■ ASSIGNMENT ■
Print all the records exactly as they stand.

■ SUPPLIED INFORMATION ■
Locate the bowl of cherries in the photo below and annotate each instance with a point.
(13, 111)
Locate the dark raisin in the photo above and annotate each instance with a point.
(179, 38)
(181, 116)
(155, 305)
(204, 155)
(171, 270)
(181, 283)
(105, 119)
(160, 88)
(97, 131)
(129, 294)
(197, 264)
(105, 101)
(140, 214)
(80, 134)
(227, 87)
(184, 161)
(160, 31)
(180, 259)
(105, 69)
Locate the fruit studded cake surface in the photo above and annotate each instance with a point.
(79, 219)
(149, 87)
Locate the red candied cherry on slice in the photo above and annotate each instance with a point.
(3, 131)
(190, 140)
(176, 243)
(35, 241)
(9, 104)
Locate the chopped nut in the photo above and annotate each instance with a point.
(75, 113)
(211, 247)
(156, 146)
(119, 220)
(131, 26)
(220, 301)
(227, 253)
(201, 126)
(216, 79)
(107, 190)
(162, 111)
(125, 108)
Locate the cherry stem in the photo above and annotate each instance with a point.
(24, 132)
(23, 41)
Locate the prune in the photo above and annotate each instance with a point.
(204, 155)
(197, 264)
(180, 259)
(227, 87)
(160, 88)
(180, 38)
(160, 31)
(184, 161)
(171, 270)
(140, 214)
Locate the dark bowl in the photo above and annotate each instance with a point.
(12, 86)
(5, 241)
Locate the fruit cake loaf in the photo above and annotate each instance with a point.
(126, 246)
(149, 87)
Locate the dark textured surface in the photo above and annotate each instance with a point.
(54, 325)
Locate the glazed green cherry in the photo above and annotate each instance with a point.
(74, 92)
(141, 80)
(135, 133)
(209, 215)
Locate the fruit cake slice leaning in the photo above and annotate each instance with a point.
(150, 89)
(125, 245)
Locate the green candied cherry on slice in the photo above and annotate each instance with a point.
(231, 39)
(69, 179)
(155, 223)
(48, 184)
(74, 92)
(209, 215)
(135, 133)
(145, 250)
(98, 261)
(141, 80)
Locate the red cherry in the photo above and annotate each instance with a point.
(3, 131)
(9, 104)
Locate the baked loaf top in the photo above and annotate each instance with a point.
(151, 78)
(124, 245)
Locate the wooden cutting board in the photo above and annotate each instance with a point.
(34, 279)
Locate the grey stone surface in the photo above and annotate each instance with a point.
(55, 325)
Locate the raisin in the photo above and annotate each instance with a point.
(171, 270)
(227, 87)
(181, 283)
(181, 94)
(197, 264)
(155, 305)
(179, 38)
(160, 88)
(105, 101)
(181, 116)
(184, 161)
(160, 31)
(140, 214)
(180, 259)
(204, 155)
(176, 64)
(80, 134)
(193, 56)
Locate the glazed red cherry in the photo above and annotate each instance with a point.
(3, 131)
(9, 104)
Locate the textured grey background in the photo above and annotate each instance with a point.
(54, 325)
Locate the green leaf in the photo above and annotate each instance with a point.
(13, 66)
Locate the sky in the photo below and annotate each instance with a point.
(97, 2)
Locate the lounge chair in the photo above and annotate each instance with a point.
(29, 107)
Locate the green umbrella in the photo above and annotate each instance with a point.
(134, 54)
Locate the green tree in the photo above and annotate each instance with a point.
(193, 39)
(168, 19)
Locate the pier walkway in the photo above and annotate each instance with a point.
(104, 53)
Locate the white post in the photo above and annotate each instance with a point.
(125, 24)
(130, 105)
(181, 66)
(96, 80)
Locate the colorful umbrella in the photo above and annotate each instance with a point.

■ ANSWER SECTION ■
Locate the bowl of cherries in the photo below and annotate each instance with a point.
(13, 111)
Locate the dark raisin in the photo above and annotate each instance with a point.
(179, 38)
(181, 116)
(155, 305)
(204, 155)
(171, 270)
(181, 283)
(105, 119)
(160, 88)
(97, 131)
(129, 294)
(197, 264)
(105, 101)
(140, 214)
(80, 134)
(227, 87)
(184, 161)
(160, 31)
(180, 259)
(105, 69)
Locate the fruit studded cake surface in the photo above and annotate each instance with a point.
(79, 219)
(149, 87)
Locate the red candied cherry on slice in the photo above and annotate each instance with a point.
(3, 131)
(190, 140)
(176, 243)
(35, 241)
(9, 104)
Locate the chopped nut in the photo above and annotate each instance with a point.
(75, 113)
(211, 247)
(156, 146)
(119, 220)
(131, 26)
(220, 301)
(227, 253)
(201, 126)
(216, 79)
(107, 190)
(162, 111)
(125, 108)
Locate the cherry stem in the photo above and annotate each instance with a point.
(24, 132)
(23, 41)
Locate the prune in the photo above and annotate each instance with a point.
(204, 155)
(197, 264)
(180, 259)
(227, 87)
(160, 88)
(180, 38)
(160, 31)
(184, 161)
(171, 270)
(140, 214)
Locate the dark bowl in the photo above and annotate each instance with a point.
(12, 86)
(5, 241)
Locate the fruit cake loaf in the photo above and annotate each instance with a point.
(126, 246)
(149, 87)
Locate the dark textured surface in the photo above and annotate each instance with a point.
(54, 325)
Locate the glazed green cherry in the photo above and annotate each instance with a point.
(74, 92)
(141, 80)
(135, 133)
(209, 215)
Locate the fruit cake slice leaning in the photo above and annotate each instance with a point.
(150, 89)
(125, 245)
Locate the green candied cherry on slice in the photo above and annotate each instance with a point.
(231, 39)
(69, 179)
(155, 223)
(48, 184)
(74, 92)
(209, 215)
(135, 133)
(145, 250)
(98, 261)
(141, 80)
Locate the red cherry in the photo above and annotate each instance with a point.
(3, 131)
(9, 104)
Locate the baked loaf top in the photo above and annotate each instance with a point.
(151, 78)
(124, 245)
Locate the wooden cutting board in the photo above and annotate each instance with a point.
(34, 279)
Locate the grey stone surface in the photo above and annotate each instance with a point.
(55, 325)
Locate the raisin in the photo above and annotate each instance with a point.
(171, 270)
(227, 87)
(181, 283)
(181, 94)
(197, 264)
(155, 305)
(179, 38)
(160, 88)
(105, 101)
(181, 116)
(184, 161)
(160, 31)
(140, 214)
(180, 259)
(204, 155)
(176, 64)
(80, 134)
(193, 56)
Locate the glazed red cherry in the photo above and annotate each instance with a point.
(3, 131)
(9, 104)
Locate the textured grey background in the photo above and annotate each instance with a point.
(54, 325)
Locate the green leaf in the photo above and annotate each instance with a point.
(13, 66)
Locate the sky in the photo below and annotate each instance with a point.
(97, 2)
Locate the lounge chair in the photo above and annotate each instance with a point.
(29, 107)
Locate the green umbrella in the photo above and annotate each instance with a point.
(134, 54)
Locate the green tree in the photo above and annotate each instance with a point.
(193, 39)
(168, 19)
Locate the pier walkway in the photo above and annotate each instance with a point.
(104, 53)
Locate the white post in the photo above and annotate each instance with a point.
(125, 24)
(130, 105)
(181, 66)
(96, 80)
Locate the colorful umbrella in the photo above and annotate each instance with a point.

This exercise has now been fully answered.